In this session, Cheril Clarke and Isabella Marenco joined us to answer questions on using video to promote your school. They discussed how videos can feature glimpses into daily life at your school, how to use trending background audio, and embracing short, engaging content.
Hi everyone, and welcome to Tuesday Tips, our weekly conversation on all things challenges for school leaders. My name is Michael Barber. We are here every Tuesday on our YouTube channel, charter School Capital, at 10:00 AM Pacific, 1:00 PM Eastern. Talking about challenges that school leaders face Today, we are tackling a timely topic as we head into the enrollment marketing season of many school leaders, and that is social media, specifically video in your usage of driving enrollment and your marketing efforts at your school. So I have gathered two incredible names to have a chat today. Mm-hmm. It’s on my right, but it may be on your left, depending on how we’re looking at this. That’s my colleague Isabella Renco. She leads our social media practice at Charter School Capital. And on my left, maybe your right is Cheril Clark. Cheril is on our enrollment marketing team, and I asked them to come in today to have a chat about video. So we’re gonna get right into the questions. As just a reminder, we spend about 10 minutes here every Tuesday talking challenges for school leaders. So let’s get into some of these questions. We’ll start with this, and I’ll tee this up first for Cheril, if you will, would love to know how you’re seeing school leaders that you’re working with or the team is working with, what they’re using video for right now.
Cheril Clarke (01:40):
Um, the first thing that comes to mind would be campus tours or virtual campus tours. So that has been, um, so that’s something that’s been really good and gotten some traction to kind of, you know, bring people into the school, through, through their phones or their, their, their tablets or what have you touring, you know, getting a sense of what does it look like outside, what does, what do the playgrounds look like, um, inside, you know, the classrooms, the hallways, everything from, you know, just the music room versus wherever the kids do science, or if there are some, some schools have really outdoor spaces. So, um, that’s a great way to highlight the uniqueness of a school. So the first thing definitely would be virtual campus tours. Um, I would also say another thing could be, um, a particular program highlight. So if you’re, if there’s a school that has, um, a really, really good, um, artistic program or music, art, dance or something like that, so highlighting a particular program, which could kind of go high hand in hand with, um, highlighting, specific faculty and staff too. So, virtual tours, highlighting programs, highlighting staff teachers, because yeah, really, the principal doesn’t always have to be the spokesperson for the school. It could be someone else, it could be a different teacher. It could even be the other parts of the staff. It could be the janitor or someone that the kids see every day anyway. And, you know, show some love to someone who’s working in another capacity in the school. All these people matter because all these people help make the school a great place for the kids to come to every day.

- **OBJECTIVE 1**
Answer these questions about the session transcript:
(a) At what time Pacific does the weekly conversation take place?
(b) About how many minutes are spent on each Tuesday's conversation?
(c) What is the first use of video that comes to Cheril Clarke's mind?

Pointing and labeling entries
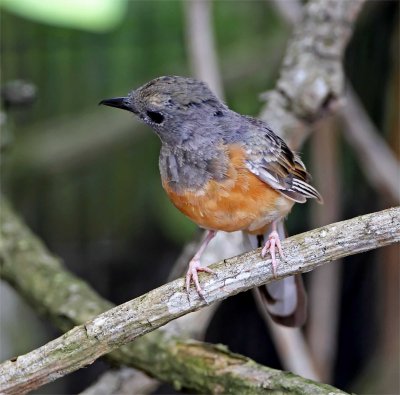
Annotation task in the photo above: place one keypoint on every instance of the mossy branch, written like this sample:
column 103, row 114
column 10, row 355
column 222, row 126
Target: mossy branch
column 27, row 265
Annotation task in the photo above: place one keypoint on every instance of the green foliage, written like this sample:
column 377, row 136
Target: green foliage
column 92, row 15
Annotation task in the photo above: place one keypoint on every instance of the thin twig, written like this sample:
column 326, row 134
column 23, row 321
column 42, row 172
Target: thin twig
column 379, row 164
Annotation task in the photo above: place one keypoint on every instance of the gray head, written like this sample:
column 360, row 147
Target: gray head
column 175, row 107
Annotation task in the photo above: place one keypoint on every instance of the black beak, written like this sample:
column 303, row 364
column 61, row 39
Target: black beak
column 123, row 103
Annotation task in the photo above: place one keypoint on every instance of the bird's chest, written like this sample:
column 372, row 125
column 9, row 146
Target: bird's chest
column 238, row 201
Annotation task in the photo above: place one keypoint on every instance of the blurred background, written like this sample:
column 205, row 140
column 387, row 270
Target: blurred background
column 86, row 180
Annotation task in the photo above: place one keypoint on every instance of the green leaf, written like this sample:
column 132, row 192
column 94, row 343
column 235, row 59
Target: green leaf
column 92, row 15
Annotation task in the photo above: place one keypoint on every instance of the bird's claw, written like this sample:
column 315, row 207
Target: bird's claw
column 270, row 246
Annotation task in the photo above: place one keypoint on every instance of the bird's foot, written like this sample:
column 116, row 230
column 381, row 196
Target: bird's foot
column 270, row 246
column 191, row 275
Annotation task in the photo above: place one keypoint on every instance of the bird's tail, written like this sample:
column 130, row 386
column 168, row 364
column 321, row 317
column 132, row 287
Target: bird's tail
column 285, row 300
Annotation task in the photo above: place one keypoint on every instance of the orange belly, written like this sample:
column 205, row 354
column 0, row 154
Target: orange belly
column 241, row 202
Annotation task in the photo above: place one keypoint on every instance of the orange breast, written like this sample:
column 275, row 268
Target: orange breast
column 241, row 202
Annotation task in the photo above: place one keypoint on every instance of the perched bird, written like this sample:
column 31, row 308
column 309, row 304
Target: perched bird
column 226, row 172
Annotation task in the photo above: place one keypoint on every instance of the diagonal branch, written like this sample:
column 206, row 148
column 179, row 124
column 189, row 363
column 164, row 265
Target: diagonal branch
column 116, row 327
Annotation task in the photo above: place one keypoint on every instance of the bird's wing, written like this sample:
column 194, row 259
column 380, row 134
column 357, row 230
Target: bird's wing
column 270, row 159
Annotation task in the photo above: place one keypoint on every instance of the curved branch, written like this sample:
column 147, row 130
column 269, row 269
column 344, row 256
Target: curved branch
column 120, row 325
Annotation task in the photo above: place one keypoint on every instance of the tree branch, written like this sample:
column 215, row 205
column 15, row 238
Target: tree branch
column 312, row 77
column 122, row 324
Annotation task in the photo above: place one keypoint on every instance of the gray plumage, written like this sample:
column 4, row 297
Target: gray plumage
column 195, row 127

- **OBJECTIVE 2**
Please present the lines of the entries starting at the line that contains "of the blurred" and ending at the line that contains "column 86, row 180" as a numbered list, with blank lines left out.

- **WRITTEN REPLY 1**
(a) 10:00 AM Pacific
(b) About 10 minutes
(c) Campus tours or virtual campus tours

- **WRITTEN REPLY 2**
1. Annotation task in the photo above: place one keypoint on every instance of the blurred background, written like this sample:
2. column 205, row 140
3. column 387, row 270
4. Target: blurred background
5. column 86, row 180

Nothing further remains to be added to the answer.